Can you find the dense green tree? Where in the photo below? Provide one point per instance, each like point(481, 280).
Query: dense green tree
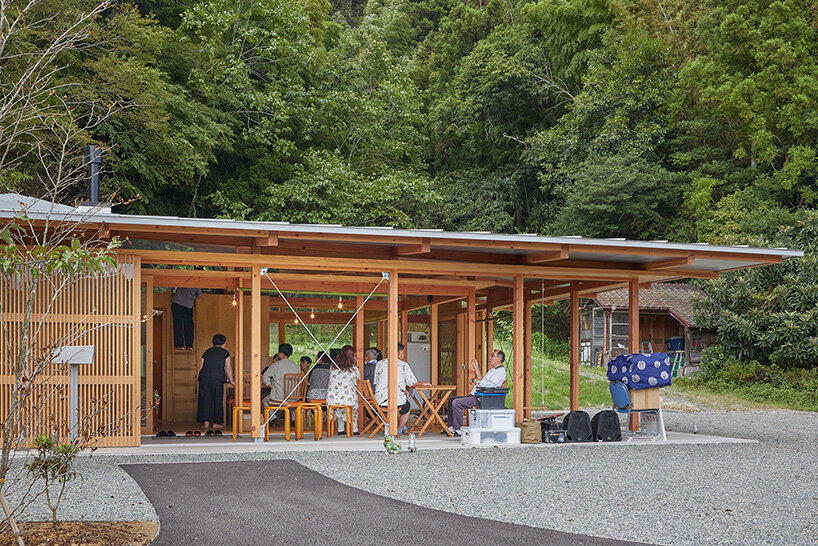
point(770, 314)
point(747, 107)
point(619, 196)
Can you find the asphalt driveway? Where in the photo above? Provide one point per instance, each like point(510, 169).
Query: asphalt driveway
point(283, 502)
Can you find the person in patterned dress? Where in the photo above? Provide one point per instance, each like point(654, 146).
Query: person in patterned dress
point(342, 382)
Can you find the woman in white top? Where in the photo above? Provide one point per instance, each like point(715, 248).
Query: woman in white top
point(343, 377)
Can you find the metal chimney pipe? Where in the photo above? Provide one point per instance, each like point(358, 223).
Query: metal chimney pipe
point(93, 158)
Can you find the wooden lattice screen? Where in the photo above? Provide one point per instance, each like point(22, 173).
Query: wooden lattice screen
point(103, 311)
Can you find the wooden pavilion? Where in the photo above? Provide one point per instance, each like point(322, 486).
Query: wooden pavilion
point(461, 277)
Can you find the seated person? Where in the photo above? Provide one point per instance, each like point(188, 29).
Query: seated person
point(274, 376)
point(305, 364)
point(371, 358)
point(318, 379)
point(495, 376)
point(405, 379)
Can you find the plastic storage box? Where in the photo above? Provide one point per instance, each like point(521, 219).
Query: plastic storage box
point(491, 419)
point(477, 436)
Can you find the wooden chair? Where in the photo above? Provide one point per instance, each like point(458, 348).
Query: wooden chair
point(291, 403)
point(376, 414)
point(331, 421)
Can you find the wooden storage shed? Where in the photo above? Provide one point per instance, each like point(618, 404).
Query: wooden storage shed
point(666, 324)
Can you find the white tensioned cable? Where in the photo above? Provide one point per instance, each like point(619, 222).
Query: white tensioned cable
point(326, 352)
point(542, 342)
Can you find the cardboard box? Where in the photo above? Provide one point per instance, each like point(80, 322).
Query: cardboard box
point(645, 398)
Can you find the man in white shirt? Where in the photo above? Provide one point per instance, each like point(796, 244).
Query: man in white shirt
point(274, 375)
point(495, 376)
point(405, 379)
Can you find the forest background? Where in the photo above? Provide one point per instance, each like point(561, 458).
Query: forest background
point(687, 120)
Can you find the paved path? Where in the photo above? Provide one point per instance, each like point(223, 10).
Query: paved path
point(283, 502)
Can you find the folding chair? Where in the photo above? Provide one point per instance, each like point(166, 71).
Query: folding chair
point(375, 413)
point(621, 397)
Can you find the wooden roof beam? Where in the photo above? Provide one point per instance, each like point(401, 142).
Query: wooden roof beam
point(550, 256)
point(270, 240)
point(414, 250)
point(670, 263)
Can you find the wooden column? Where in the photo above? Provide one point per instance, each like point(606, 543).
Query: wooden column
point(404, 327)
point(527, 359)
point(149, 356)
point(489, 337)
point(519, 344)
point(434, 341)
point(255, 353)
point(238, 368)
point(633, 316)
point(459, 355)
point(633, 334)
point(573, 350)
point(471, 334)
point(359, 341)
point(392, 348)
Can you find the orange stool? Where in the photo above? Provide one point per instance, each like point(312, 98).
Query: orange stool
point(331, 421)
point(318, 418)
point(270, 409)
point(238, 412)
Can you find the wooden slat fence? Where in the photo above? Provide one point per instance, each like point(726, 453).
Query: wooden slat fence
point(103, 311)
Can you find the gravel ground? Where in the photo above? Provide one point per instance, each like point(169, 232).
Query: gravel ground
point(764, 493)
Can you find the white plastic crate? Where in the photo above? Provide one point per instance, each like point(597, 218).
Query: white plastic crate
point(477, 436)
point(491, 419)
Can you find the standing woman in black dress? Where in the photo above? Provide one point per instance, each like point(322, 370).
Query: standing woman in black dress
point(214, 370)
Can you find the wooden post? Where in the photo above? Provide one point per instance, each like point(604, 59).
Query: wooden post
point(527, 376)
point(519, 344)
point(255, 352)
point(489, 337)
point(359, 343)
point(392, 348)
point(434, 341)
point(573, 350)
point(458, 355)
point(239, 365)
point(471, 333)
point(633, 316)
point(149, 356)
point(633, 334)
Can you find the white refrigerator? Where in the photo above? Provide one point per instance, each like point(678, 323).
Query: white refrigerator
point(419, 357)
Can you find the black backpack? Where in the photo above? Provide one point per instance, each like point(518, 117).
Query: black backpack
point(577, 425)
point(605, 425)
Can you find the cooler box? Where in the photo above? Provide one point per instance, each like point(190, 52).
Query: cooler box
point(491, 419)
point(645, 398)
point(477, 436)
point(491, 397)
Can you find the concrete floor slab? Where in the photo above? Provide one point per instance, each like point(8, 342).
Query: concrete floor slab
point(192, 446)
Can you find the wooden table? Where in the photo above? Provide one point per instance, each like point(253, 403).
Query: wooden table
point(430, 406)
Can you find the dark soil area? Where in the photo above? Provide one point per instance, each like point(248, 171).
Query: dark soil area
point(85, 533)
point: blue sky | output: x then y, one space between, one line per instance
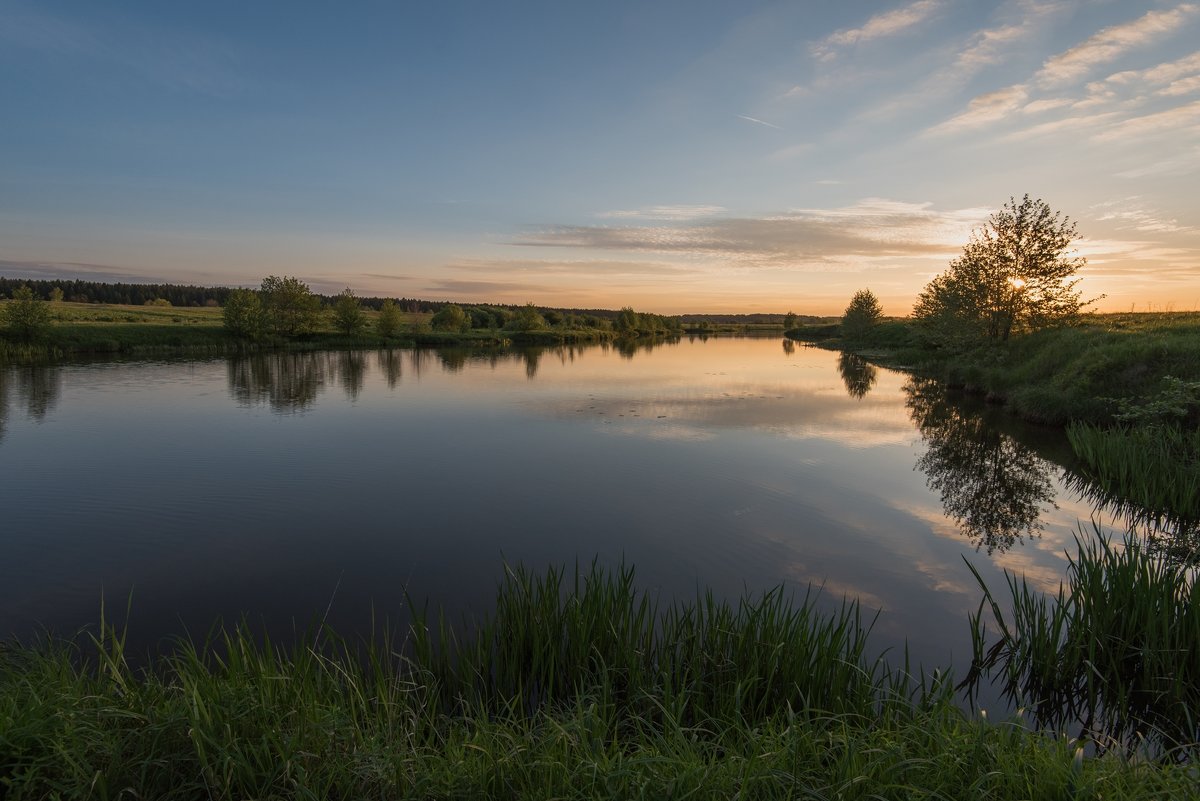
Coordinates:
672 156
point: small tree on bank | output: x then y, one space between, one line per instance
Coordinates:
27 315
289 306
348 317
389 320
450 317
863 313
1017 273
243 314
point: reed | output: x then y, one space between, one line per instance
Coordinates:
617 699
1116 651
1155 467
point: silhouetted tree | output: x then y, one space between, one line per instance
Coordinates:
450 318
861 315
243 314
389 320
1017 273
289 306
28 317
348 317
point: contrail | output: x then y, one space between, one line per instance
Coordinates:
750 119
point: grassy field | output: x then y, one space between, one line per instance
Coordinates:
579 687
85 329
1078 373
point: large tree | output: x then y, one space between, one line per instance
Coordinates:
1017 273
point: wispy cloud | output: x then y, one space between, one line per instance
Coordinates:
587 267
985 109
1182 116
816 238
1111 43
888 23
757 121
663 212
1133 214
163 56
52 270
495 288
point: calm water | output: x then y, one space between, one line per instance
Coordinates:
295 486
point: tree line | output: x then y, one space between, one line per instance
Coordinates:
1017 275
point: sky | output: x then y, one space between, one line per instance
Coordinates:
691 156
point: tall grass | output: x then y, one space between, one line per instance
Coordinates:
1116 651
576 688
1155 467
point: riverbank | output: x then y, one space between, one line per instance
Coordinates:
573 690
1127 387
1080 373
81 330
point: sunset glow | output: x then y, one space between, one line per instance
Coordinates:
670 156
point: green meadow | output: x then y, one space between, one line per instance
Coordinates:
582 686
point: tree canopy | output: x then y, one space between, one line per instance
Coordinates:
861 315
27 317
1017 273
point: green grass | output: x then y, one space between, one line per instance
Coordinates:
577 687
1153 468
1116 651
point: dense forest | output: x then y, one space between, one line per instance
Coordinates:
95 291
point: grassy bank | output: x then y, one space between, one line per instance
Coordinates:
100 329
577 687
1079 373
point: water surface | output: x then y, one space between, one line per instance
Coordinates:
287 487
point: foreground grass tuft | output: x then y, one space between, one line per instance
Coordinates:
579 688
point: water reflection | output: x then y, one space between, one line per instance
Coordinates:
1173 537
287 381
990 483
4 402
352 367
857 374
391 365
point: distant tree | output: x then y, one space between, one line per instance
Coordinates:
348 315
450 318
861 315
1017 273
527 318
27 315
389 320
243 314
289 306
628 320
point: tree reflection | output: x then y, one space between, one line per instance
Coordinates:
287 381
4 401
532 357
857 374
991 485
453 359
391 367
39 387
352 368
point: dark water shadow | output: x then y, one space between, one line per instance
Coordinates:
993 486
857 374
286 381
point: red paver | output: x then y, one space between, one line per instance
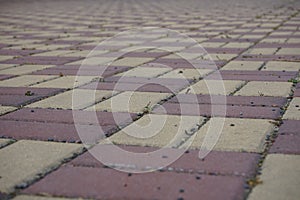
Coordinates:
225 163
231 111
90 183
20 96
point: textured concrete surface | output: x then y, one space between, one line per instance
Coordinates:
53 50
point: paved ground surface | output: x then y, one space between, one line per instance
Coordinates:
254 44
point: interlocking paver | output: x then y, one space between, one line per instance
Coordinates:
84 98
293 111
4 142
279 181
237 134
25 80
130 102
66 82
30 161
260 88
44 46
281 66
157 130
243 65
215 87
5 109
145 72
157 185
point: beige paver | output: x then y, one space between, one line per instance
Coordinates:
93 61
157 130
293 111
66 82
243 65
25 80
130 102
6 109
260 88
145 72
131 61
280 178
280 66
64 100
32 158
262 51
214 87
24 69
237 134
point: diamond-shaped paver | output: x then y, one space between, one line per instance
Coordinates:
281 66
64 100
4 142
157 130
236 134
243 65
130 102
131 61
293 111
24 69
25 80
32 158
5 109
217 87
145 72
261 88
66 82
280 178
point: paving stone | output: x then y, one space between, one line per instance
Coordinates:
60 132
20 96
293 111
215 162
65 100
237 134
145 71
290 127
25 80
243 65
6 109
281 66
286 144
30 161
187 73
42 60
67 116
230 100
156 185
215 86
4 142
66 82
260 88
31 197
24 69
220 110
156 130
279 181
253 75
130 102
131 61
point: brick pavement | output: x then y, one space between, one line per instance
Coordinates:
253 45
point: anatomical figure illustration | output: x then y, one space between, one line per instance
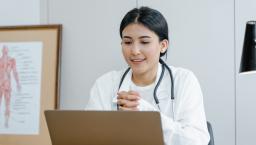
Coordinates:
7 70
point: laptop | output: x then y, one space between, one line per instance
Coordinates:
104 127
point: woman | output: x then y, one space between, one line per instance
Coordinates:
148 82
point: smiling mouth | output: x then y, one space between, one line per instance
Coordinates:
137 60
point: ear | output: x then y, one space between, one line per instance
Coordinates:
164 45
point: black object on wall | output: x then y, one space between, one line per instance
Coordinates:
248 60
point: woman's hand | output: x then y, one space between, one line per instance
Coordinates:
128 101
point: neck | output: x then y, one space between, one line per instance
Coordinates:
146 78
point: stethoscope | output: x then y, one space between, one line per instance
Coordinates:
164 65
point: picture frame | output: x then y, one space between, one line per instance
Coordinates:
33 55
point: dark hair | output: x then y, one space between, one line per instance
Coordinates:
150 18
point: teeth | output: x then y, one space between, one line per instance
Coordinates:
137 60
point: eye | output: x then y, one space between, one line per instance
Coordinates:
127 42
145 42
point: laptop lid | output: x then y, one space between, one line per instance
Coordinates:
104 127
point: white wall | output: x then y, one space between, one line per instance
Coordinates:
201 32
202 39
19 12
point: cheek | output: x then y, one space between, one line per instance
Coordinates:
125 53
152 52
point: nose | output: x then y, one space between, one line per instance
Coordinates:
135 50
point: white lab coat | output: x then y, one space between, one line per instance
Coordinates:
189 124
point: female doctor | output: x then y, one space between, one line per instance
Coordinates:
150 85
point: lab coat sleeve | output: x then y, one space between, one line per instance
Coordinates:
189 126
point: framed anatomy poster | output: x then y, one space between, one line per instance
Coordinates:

▸ What you will do
State how many lines of the data include the word "wall", with nothing else.

▸ Task answer
2